** EXERCISE REQUIREMENTS **
Copy the stretch of the items from the line containing "Tag every instance of the waterfall" through the line containing "x=351 y=258", requests included, and scale every x and y coordinate in the answers by 0.2, rounding each to a whole number with halves rounded up.

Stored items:
▽
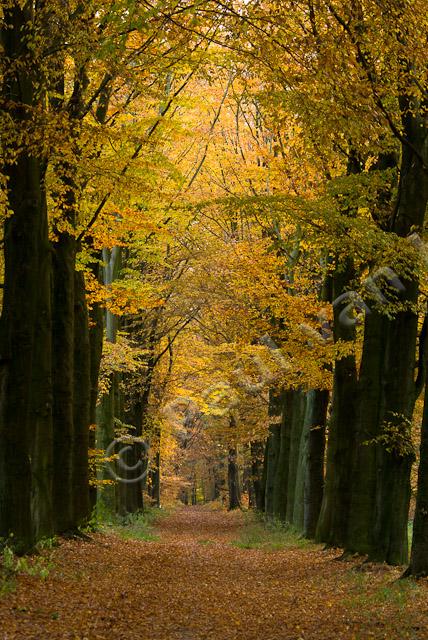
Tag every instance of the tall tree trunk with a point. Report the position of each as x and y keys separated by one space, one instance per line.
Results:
x=257 y=452
x=82 y=402
x=25 y=326
x=332 y=526
x=233 y=480
x=106 y=410
x=316 y=419
x=419 y=556
x=63 y=379
x=96 y=331
x=296 y=460
x=280 y=489
x=273 y=445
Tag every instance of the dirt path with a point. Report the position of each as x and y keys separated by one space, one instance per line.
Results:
x=194 y=584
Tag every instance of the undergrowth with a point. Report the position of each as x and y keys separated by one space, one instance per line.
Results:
x=12 y=565
x=269 y=535
x=137 y=526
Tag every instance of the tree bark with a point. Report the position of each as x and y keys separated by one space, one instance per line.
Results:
x=25 y=326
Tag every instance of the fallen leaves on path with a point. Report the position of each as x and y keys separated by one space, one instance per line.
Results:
x=193 y=584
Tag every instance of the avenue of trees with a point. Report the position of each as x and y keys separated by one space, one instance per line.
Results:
x=214 y=267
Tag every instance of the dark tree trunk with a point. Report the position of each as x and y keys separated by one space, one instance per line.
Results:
x=280 y=489
x=316 y=418
x=257 y=453
x=81 y=405
x=332 y=526
x=96 y=331
x=233 y=480
x=63 y=379
x=25 y=327
x=272 y=449
x=419 y=556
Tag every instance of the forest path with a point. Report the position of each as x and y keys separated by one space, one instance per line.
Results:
x=194 y=583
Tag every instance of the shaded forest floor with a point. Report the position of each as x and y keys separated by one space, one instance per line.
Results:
x=207 y=574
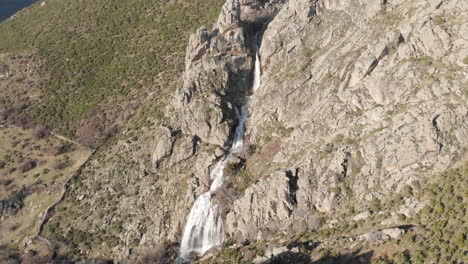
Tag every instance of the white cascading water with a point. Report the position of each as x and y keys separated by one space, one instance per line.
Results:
x=204 y=227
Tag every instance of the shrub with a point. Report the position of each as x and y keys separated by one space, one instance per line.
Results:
x=28 y=165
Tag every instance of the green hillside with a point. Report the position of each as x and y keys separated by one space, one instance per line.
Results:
x=102 y=57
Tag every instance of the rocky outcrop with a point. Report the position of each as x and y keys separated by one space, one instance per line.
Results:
x=363 y=97
x=359 y=98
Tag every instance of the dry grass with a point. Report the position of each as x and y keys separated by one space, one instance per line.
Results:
x=19 y=148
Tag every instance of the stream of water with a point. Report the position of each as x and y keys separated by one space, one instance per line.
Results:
x=204 y=228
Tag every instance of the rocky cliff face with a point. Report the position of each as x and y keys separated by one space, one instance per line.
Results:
x=358 y=99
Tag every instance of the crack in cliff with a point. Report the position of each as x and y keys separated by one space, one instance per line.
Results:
x=439 y=135
x=345 y=165
x=293 y=185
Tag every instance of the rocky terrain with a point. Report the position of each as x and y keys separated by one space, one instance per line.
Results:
x=355 y=149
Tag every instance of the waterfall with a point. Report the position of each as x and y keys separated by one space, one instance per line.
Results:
x=204 y=227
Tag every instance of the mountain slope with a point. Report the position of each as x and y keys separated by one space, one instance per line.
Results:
x=354 y=145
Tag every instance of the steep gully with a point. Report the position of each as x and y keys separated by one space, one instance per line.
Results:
x=204 y=228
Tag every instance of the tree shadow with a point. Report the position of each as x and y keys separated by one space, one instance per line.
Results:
x=289 y=257
x=351 y=258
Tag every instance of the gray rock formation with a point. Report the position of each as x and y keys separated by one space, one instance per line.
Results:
x=361 y=97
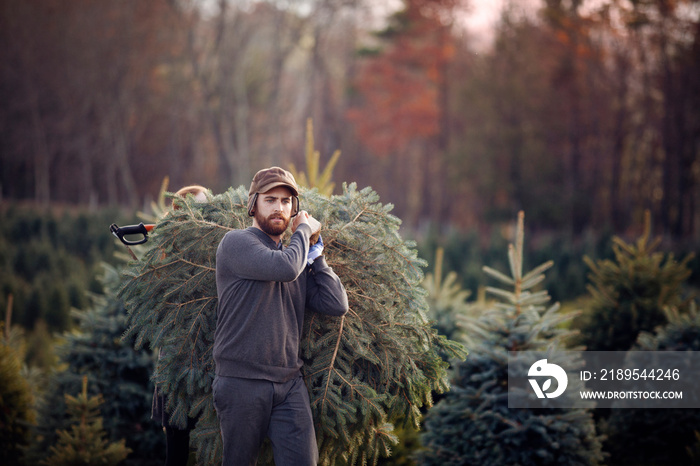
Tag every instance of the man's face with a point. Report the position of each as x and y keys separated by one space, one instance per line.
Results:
x=273 y=210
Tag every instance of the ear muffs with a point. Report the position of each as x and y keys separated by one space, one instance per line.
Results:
x=251 y=205
x=254 y=199
x=295 y=206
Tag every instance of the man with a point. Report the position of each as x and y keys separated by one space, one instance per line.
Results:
x=263 y=289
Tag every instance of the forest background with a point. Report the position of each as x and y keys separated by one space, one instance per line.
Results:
x=582 y=114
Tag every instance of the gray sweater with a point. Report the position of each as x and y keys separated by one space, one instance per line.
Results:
x=263 y=290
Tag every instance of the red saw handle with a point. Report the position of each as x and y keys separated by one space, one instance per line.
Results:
x=139 y=229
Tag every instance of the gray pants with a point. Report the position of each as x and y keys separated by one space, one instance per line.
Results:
x=250 y=410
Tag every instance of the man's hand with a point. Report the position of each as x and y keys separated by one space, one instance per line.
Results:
x=315 y=251
x=304 y=217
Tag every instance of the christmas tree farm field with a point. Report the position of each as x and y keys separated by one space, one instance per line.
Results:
x=366 y=372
△
** ANSWER TO THIS PROBLEM **
Tag every instance of the waterfall with a point. Report the position of each as x and y keys separated by one space, one instance per line.
Results:
x=41 y=45
Tag every instance of the mountain slope with a point. Report the position of each as x and y keys separated by one space, one instance per line.
Results:
x=71 y=29
Tag every instance of the steep gully with a point. Report the position of each as x and y keys separated by one space, one instance per line.
Results:
x=41 y=46
Tag every instance of the tree shadow with a point. Report the position of each as x and y keys separated by one space, one instance per line.
Results:
x=58 y=51
x=70 y=52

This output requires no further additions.